▶ **Passage to read**:
══════════════════════════════

The pervasiveness of rape culture in the military is an ongoing problem. The Washington Post found that the amount of military personnel that anonymously reported instances of “unwanted sexual contact” rose roughly 33 percent last year, or about 26,000 military members. Actual reports made to the Pentagon number far less. The defense department, seeing the need to address this ongoing problem, launched an inter-branch program called Sexual Assault and Prevention Response, aimed at eradicating the culture that exists in the armed forces where sexual assault goes unchecked and mostly unreported.
Well, yesterday the head of the Air Force’s branch of the program was arrested and accused of sexual assault:
Lt. Col. Jeff Krusinski is accused of fondling a woman in a Crystal City parking lot early Sunday morning.
“A drunken male subject approached a female victim in a parking lot and grabbed her breasts and buttocks,” according to a Arlington County Police Department crime report. “The victim fought the suspect off as he attempted to touch her again and alerted police.”
“Jeffrey Krusinski, 41, of Arlington, VA, was arrested and charged with sexual battery,” police said. “He was held on a $5,000 unsecured bond.”
For the Air Force, this is a particularly persistent problem. They’ve been quick to acknowledge that it’s an ongoing struggle to contain “a cancer” of sexual assault in the ranks. Air Force leadership has faced heavy scrutiny from Congress over its past dubious judgments in handling sex-crimes, including but not limited to the rape and assault of dozens of recruits by basic-training instructors at Lackland Air Force Base in Texas.

══════════════════════════════

▶ **Supplied information**:
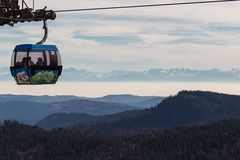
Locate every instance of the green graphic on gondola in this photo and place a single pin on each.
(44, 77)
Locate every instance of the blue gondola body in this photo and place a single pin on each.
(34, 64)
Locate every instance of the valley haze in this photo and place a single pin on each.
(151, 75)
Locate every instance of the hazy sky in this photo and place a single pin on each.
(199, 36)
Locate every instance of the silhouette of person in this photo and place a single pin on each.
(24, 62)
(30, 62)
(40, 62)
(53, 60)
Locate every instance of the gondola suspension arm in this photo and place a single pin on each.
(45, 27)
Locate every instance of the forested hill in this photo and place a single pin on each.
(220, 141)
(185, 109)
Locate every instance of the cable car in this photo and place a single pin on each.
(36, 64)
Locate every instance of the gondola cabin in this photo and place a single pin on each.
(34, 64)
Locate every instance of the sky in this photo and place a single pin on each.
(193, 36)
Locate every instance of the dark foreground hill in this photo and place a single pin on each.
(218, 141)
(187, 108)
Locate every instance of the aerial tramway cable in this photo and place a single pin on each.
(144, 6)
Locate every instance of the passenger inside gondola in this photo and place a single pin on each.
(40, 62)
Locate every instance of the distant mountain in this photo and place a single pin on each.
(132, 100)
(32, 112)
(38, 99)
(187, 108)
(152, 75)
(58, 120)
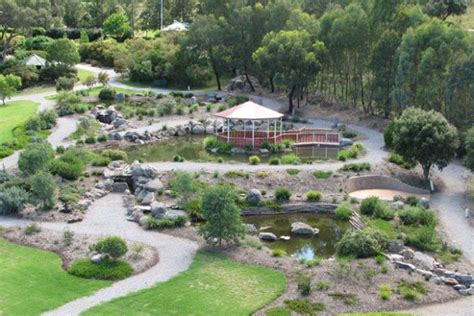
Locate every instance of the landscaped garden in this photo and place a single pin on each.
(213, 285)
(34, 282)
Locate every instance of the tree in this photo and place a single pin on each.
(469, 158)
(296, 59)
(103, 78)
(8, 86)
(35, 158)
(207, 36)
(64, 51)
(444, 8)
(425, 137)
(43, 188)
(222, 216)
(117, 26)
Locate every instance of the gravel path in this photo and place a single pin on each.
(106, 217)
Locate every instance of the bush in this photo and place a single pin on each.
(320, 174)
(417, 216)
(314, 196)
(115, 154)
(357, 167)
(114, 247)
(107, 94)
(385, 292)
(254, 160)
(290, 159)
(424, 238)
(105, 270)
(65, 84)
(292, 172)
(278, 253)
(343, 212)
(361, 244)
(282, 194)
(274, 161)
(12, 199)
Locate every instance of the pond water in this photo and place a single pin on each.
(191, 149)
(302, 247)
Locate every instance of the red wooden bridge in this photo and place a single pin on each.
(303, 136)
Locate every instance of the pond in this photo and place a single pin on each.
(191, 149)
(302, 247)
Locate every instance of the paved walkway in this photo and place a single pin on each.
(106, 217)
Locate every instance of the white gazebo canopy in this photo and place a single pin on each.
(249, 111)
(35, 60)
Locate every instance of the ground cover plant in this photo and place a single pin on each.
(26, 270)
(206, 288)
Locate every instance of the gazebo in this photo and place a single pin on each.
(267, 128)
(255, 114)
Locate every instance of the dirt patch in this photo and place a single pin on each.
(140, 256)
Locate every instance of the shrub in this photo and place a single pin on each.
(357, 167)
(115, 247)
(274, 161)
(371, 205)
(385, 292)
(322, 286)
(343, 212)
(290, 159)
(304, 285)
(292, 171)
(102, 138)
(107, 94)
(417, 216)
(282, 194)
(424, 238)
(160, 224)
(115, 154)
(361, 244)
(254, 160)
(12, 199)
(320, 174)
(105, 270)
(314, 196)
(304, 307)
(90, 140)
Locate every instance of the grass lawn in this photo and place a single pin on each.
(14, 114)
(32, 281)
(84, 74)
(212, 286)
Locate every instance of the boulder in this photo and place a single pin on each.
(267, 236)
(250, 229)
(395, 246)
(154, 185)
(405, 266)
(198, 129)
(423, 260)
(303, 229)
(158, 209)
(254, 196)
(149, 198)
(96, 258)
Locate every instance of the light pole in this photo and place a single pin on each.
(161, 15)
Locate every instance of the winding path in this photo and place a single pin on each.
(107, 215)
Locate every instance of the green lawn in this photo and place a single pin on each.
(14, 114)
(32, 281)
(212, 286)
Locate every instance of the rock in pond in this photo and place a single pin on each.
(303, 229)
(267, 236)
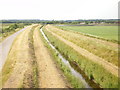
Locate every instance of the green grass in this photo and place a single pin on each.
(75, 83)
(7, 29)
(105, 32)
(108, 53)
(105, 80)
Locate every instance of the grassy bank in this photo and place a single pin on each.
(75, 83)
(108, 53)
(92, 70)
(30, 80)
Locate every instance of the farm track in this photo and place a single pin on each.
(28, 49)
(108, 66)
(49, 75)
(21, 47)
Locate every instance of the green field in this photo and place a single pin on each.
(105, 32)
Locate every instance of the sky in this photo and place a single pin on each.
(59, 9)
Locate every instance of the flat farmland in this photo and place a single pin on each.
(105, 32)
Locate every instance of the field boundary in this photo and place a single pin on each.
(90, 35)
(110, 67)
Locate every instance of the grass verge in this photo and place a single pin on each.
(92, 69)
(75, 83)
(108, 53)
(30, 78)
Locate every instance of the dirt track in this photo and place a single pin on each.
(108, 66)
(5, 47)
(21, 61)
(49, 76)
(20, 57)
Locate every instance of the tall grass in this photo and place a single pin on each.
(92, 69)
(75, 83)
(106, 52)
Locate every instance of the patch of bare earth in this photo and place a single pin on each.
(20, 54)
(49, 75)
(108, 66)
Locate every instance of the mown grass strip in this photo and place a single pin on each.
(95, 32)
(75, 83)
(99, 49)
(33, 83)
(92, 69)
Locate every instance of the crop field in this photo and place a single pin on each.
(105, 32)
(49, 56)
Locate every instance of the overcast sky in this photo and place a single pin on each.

══════════════════════════════

Reproduce word for word the part of the article on sexual assault in the military from "The pervasiveness of" up to and including "and mostly unreported.".

The pervasiveness of rape culture in the military is an ongoing problem. The Washington Post found that the amount of military personnel that anonymously reported instances of “unwanted sexual contact” rose roughly 33 percent last year, or about 26,000 military members. Actual reports made to the Pentagon number far less. The defense department, seeing the need to address this ongoing problem, launched an inter-branch program called Sexual Assault and Prevention Response, aimed at eradicating the culture that exists in the armed forces where sexual assault goes unchecked and mostly unreported.